BEGIN Material supplied

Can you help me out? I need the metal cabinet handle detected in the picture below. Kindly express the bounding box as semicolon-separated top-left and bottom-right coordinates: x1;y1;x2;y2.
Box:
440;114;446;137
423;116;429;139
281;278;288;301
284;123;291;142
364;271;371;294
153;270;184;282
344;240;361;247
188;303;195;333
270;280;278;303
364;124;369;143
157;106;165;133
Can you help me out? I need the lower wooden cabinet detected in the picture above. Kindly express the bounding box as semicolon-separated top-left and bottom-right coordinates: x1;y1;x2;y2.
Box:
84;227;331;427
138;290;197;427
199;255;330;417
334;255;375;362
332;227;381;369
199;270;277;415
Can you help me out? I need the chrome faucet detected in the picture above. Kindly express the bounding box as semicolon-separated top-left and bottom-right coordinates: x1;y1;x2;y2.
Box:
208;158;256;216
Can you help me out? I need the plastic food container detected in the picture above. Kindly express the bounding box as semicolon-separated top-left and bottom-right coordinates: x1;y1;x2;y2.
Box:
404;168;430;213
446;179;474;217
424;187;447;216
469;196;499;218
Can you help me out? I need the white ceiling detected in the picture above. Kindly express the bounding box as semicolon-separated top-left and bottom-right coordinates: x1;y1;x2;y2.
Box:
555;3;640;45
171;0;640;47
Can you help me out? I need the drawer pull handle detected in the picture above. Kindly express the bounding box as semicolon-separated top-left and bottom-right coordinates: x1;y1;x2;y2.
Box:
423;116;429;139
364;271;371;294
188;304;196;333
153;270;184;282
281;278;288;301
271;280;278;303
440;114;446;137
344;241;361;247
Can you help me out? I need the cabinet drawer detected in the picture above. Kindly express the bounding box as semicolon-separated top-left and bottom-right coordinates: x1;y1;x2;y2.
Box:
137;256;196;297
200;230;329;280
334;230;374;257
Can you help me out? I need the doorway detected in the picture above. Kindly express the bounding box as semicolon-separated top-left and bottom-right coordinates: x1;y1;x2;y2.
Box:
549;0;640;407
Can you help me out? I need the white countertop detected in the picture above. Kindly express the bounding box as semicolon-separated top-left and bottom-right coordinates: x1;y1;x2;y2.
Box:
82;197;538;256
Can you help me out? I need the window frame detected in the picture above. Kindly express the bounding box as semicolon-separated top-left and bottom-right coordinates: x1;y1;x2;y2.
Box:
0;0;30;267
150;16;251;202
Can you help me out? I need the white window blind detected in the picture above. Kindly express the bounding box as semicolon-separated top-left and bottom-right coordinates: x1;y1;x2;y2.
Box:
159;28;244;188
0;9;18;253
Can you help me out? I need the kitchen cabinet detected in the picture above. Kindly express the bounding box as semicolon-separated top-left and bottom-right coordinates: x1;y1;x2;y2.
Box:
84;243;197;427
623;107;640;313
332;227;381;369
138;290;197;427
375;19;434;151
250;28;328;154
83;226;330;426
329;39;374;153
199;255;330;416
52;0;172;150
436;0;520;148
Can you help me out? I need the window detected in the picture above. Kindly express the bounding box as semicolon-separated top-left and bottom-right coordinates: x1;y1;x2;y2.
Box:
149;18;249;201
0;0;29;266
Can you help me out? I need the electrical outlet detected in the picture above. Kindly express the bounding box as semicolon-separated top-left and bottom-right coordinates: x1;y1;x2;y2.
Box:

END Material supplied

Assignment: All of the material must be given again, exactly as it appears above.

Solution to this task:
Can you help me out? I need the metal cabinet handle detected in the picture below. Kindly express the bounding box as semicolon-separated top-left and bottom-right coordinates: x1;y1;x2;y2.
Box:
440;114;446;137
423;116;429;139
281;278;288;301
284;123;291;142
364;271;371;294
153;270;184;282
344;240;361;247
188;303;195;333
270;280;278;303
364;124;369;143
157;106;165;133
Can you help me out? I need the lower wooden cabinet detected in the picture above. Kindly express the bounding box as semicolon-separated top-left and bottom-right coordinates: x1;y1;x2;y2.
Box:
84;227;331;427
138;290;197;427
199;255;330;417
334;255;375;362
332;227;381;369
199;270;277;415
Can you help me out? I need the chrome faucet detected in the picture above. Kindly express the bounding box as semicolon-separated top-left and bottom-right coordinates: x1;y1;x2;y2.
Box:
208;158;256;216
Can you help me out? I need the plastic food container detected in the picture above. Kindly express the bounding box as semicolon-separated top-left and bottom-right coordinates: x1;y1;x2;y2.
Box:
404;168;430;213
446;179;474;217
424;187;447;216
469;196;499;218
Can you help me out? I need the white ceiling detected in the picture above. Kindly express the bounding box as semicolon-separated top-left and bottom-right coordinates: x1;y1;x2;y2.
Box:
555;3;640;45
171;0;640;47
Can you help me out? I need the drawer pull handle detected in the picture above. Kindly express the bounding box as semicolon-separated top-left and bottom-right coordinates: x1;y1;x2;y2.
Box:
423;116;429;139
364;271;371;294
188;304;196;333
153;270;184;282
281;278;288;301
271;280;278;303
440;114;446;137
344;241;361;247
Can you help me out? I need the cabinet drawer detected in the picture above. Kindly express the bounding box as semicolon-separated top-left and bottom-right coordinates: x1;y1;x2;y2.
Box:
137;256;196;297
200;230;329;280
334;230;374;257
Can you help me out? I need the doorway detected in the picture above. Kindly express the bounding box as semicolon-separated top-left and bottom-right coordinates: x1;y1;x2;y2.
Box:
549;0;640;407
Can you help me out? I need the white countertop detected in the picture above. Kindly express the bounding box as semicolon-separated top-left and bottom-right coordinates: x1;y1;x2;y2.
Box:
82;197;538;256
Can you help me out? I need the window frame detected in the picture above. Kindly express the bounding box as semicolon-separated top-left and bottom-right coordinates: x1;y1;x2;y2.
Box:
0;0;30;267
150;16;251;202
Can you help me out? I need the white window blind detected in the picture above. Kindly express the bounding box as semicolon-separated top-left and bottom-right coordinates: x1;y1;x2;y2.
Box:
159;28;244;188
0;9;18;253
Can you help me out? I need the kitchen cabinet detected in the picture above. Kindly express the bounding box as semicolon-separated top-left and bottom-right coordinates: x1;y1;x2;y2.
Box:
84;243;197;427
623;107;640;313
332;227;381;369
138;290;197;427
375;19;434;151
250;28;328;154
83;226;330;426
329;39;374;153
199;255;330;416
52;0;172;150
436;0;520;148
Can you help me out? I need the window detected in the picture above. Kindly express the bounding box as semicolon-separated top-left and bottom-right coordinates: x1;y1;x2;y2.
Box:
149;18;249;201
0;0;29;266
Can you help me out? I need the electrical outlet detected in the picture above. Kindly express the bounding box as semicolon-separated top-left and bottom-right coordinates: x1;y1;x2;y2.
Box:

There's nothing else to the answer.